Selected text →
Can anyone help me with the above problems? - Mar 5th 2009, 04:13 PMkalagota
3)

$\displaystyle (a^m)^n = \underbrace{a^m+a^m+\cdots a^m}_{n \mbox{ times}} = \underbrace{\underbrace{a+a+\cdots a}_{m \mbox{ times}}+\underbrace{a+a+\cdots a}_{m \mbox{ times}}+\cdots \underbrace{a+a+\cdots a}_{m \mbox{ times}}}_{n \mbox{ times}}$

$\displaystyle = \underbrace{a+a+\cdots a}_{mn \mbox{ times}} = a^{mn} $

6) this has been proven many times here.. but anyways,

let $\displaystyle |ab|=n$ and assume $\displaystyle |ba|=d$. show $\displaystyle n=d$.

suppose $\displaystyle n>d$.. $\displaystyle (ba)^d = e \Rightarrow \underbrace{baba\cdots ba}_{d \mbox{ times}} = e$

$\displaystyle b^{-1}\underbrace{baba\cdots ba}_{d \mbox{ times}}\underbrace{baba\cdots ba}_{n-d \mbox{ times}}b = b^{-1}\underbrace{baba\cdots ba}_{n-d \mbox{ times}}b$

$\displaystyle e=\underbrace{aba\cdots bab}_{n \mbox{ times}}= \underbrace{aba\cdots bab}_{n-d \mbox{ times}}$

and continue....

if $\displaystyle n<d$

$\displaystyle \underbrace{baba\cdots ba}_{d \mbox{ times}} = e$

$\displaystyle \underbrace{ba\cdots b\underbrace{aba\cdots bab}_{n \mbox{ times}}a\cdots ba}_{d \mbox{ times}} = e$

$\displaystyle babae\cdots ba=\underbrace{baba\cdots ba}_{d-n \mbox{ times}} = e$

.... - Mar 5th 2009, 04:31 PMiain3915
Thanks for the reply.

I think the equation in 3 needs multiply signs though. - Mar 5th 2009, 04:53 PMkalagota
multiple signs? what the do you mean?

- Mar 5th 2009, 04:58 PMiain3915
Because (a^m)^n does not equal a^m+a^m+a^m+a^m n times

- Mar 5th 2009, 04:59 PMkalagota
ahh... yeah.. i mean, $\displaystyle \underbrace{a^ma^ma^m\cdots a^m}_{n \mbox{ times}}$... that should be it.. sorry for that..

and, all you have to do is to remove that + signs..

but anyways, if i assume that the operator is denoted by +, everything should be fine.. it is just a matter of how you denote your operator.. - Mar 5th 2009, 05:02 PMiain3915
Do you know of an alternative way of doing these proofs without using all the n times sort of things?

It seems a bit ambiguous as it is. - Mar 5th 2009, 05:05 PMkalagota
it's the best proof and you will see that proof in many references.. (and i can't think of another for now..)

have you read my notes in the previous post? i edited it..

Information provided →
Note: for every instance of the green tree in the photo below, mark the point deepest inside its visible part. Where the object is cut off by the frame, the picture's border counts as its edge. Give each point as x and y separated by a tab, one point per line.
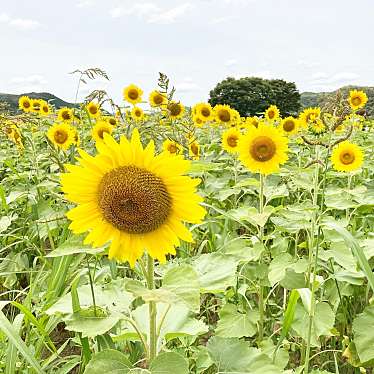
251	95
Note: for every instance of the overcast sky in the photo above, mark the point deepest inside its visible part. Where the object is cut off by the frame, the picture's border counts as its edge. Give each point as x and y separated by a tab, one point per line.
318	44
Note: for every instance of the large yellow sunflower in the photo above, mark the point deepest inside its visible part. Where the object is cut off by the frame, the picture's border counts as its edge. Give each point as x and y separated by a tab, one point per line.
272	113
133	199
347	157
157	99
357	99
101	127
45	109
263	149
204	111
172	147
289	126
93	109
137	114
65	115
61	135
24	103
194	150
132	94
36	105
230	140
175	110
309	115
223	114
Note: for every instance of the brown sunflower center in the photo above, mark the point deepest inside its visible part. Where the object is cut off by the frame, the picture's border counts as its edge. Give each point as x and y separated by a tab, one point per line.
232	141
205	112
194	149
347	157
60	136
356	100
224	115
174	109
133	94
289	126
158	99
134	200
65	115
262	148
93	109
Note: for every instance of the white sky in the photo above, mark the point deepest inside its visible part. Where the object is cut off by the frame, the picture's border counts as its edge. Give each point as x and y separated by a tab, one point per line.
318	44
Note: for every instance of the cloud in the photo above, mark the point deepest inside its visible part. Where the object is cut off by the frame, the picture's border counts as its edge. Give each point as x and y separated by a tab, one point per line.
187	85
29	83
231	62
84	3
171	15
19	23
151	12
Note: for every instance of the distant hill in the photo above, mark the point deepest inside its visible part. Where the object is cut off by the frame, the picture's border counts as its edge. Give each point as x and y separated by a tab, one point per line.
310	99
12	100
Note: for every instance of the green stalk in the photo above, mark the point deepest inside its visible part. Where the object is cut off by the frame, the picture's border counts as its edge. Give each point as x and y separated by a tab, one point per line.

--

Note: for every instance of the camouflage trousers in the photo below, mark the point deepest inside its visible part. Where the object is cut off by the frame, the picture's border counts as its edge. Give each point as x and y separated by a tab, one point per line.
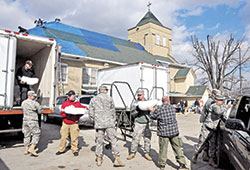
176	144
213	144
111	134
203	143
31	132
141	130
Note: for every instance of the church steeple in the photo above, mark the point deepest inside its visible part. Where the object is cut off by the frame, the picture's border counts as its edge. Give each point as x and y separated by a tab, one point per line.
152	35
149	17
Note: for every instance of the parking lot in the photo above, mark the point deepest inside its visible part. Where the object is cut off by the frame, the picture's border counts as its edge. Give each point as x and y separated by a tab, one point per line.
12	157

...

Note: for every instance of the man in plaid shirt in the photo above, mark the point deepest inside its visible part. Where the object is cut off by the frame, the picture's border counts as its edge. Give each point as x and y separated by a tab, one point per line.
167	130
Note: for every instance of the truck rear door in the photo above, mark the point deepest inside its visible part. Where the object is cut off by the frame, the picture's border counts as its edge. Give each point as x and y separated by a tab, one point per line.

Task requirements →
(1) Give the time of every post that kalagota made in the forum thread.
(2) Decide whether each statement agrees with the forum thread, and quote the words that decide it.
(a) iain3915 says that (a^m)^n is not equal to a sum of n copies of a^m.
(b) kalagota gives another proof that does not use the "n times" notation.
(c) kalagota says the + signs cause no problem if the operator is written as +.
(3) In the forum thread, what reason does kalagota give for why the + signs in the proof of 3 could be acceptable after all?
The material that comes after the forum thread is separate from it.

Final answers →
(1) 04:13 PM, 04:53 PM, 04:59 PM, and 05:05 PM, all on Mar 5th 2009.

(2)
(a) Yes: "Because (a^m)^n does not equal a^m+a^m+a^m+a^m n times"
(b) No: "(and i can't think of another for now..)"
(c) Yes: "if i assume that the operator is denoted by +, everything should be fine"

(3) kalagota says that if the operator is assumed to be written as +, everything works. The choice of sign depends only on how the operator is written.